**WHAT YOU WILL DO:** From the entries below, pick out every line that contains the string "field" and copy each one. Matching is case-sensitive.

**Lines of data:**
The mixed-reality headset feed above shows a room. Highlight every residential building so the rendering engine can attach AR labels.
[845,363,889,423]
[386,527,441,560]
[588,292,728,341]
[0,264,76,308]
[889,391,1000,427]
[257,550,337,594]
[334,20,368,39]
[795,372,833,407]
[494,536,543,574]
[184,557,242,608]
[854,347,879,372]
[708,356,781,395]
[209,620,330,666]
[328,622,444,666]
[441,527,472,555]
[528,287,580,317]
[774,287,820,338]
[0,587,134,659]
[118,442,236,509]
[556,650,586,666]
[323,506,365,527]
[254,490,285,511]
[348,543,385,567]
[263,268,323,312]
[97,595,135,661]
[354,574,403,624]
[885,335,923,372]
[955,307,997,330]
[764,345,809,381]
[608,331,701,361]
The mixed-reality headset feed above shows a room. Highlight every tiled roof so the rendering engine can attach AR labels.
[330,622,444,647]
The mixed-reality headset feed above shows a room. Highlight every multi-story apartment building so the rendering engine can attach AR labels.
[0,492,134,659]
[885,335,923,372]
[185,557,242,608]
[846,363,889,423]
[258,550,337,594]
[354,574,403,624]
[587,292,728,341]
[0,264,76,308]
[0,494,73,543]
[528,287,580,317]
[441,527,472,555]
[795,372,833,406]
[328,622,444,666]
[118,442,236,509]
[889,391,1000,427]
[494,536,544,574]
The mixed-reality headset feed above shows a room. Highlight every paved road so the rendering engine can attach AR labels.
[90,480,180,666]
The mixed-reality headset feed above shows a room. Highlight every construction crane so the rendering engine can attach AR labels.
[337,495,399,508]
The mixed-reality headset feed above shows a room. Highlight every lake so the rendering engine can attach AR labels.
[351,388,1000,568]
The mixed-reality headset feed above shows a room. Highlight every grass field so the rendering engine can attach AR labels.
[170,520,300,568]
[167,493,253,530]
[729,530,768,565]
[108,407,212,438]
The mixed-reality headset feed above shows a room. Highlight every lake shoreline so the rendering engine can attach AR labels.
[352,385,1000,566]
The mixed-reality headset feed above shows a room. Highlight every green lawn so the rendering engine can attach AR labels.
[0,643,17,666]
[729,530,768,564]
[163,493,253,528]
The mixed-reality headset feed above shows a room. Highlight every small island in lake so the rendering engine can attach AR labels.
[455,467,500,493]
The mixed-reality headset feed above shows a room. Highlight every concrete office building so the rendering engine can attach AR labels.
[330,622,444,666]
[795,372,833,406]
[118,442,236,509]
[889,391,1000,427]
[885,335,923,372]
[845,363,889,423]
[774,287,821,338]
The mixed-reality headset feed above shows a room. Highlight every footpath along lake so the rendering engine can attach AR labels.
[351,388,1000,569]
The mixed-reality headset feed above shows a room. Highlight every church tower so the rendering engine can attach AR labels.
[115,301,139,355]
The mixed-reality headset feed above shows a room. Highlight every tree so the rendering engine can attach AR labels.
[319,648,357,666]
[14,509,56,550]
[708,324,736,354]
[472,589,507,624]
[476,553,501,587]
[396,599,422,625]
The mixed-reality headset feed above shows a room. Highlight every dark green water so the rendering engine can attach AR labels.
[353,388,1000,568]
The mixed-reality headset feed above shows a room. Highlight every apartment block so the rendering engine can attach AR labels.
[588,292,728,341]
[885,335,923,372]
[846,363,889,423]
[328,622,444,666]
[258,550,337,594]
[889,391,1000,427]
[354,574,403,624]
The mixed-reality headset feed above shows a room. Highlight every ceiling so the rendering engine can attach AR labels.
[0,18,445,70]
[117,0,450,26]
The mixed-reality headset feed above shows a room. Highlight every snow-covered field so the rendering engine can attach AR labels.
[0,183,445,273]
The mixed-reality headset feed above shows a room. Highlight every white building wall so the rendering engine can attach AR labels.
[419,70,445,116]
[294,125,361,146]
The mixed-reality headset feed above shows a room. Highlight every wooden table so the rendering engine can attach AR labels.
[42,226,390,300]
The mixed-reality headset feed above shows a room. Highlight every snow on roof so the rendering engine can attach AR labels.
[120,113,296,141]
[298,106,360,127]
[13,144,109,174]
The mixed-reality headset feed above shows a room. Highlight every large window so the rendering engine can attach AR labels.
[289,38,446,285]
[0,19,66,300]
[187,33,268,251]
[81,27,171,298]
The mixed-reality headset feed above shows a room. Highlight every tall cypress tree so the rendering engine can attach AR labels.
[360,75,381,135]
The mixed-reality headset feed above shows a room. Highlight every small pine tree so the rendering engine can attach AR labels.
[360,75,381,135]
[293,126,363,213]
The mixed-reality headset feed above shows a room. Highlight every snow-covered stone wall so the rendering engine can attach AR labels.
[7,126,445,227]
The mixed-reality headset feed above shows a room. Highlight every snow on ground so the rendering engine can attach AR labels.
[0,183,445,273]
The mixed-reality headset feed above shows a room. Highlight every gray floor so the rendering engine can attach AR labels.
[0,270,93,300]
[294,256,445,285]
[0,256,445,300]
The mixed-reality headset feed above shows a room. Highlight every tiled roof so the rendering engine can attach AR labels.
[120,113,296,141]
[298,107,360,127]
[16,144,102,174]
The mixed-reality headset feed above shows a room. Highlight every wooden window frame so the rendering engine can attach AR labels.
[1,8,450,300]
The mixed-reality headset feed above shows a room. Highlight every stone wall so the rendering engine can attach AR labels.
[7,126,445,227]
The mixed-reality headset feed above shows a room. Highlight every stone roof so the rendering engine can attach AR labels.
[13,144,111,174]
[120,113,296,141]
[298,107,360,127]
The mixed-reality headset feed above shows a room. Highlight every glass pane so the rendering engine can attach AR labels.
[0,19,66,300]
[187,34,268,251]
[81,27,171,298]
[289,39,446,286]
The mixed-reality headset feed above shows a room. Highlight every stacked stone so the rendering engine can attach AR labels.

**EXERCISE RESULT:**
The mixed-reality headset feed above shows a room. Highlight every grass field so the rendering engine can attach AR labels.
The mixed-reality headset feed above shows a room. Highlight every snow-covered field so the rendering engine can attach AR labels.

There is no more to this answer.